> **Exercise aim**
Return the material below line for line, without any changes, and leave out the pictures.
--- START Data to process ---
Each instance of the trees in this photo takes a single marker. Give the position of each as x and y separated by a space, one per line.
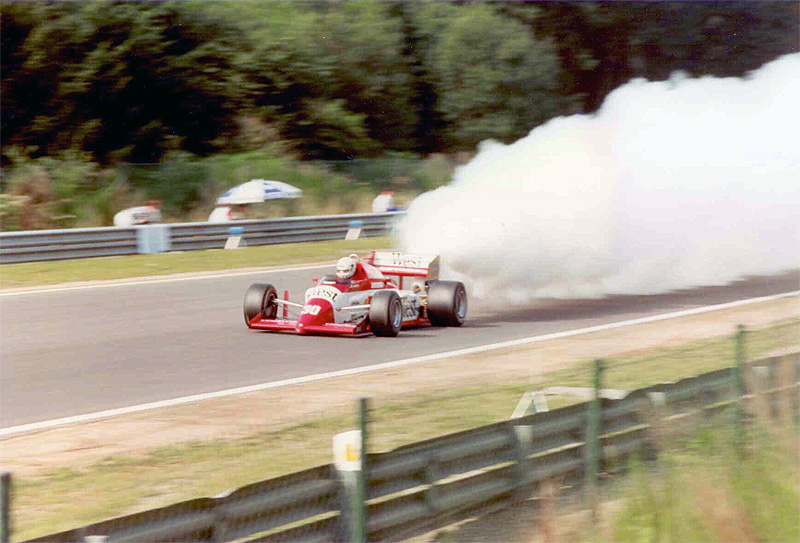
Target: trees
137 81
121 80
493 79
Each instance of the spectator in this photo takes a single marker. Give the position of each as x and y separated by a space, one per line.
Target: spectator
228 213
383 202
146 214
--- END Data to process ---
> **Solution for this problem**
Each instance of the trees in this photo takes a single marker. Give the position of each as x and y separated by a space, one per line.
Target: trees
137 81
121 80
493 79
Each instance of the spectator in this photo takes a single marker. Give the position of each as x and y separated by a space, one per line.
Target: spectator
228 213
383 202
146 214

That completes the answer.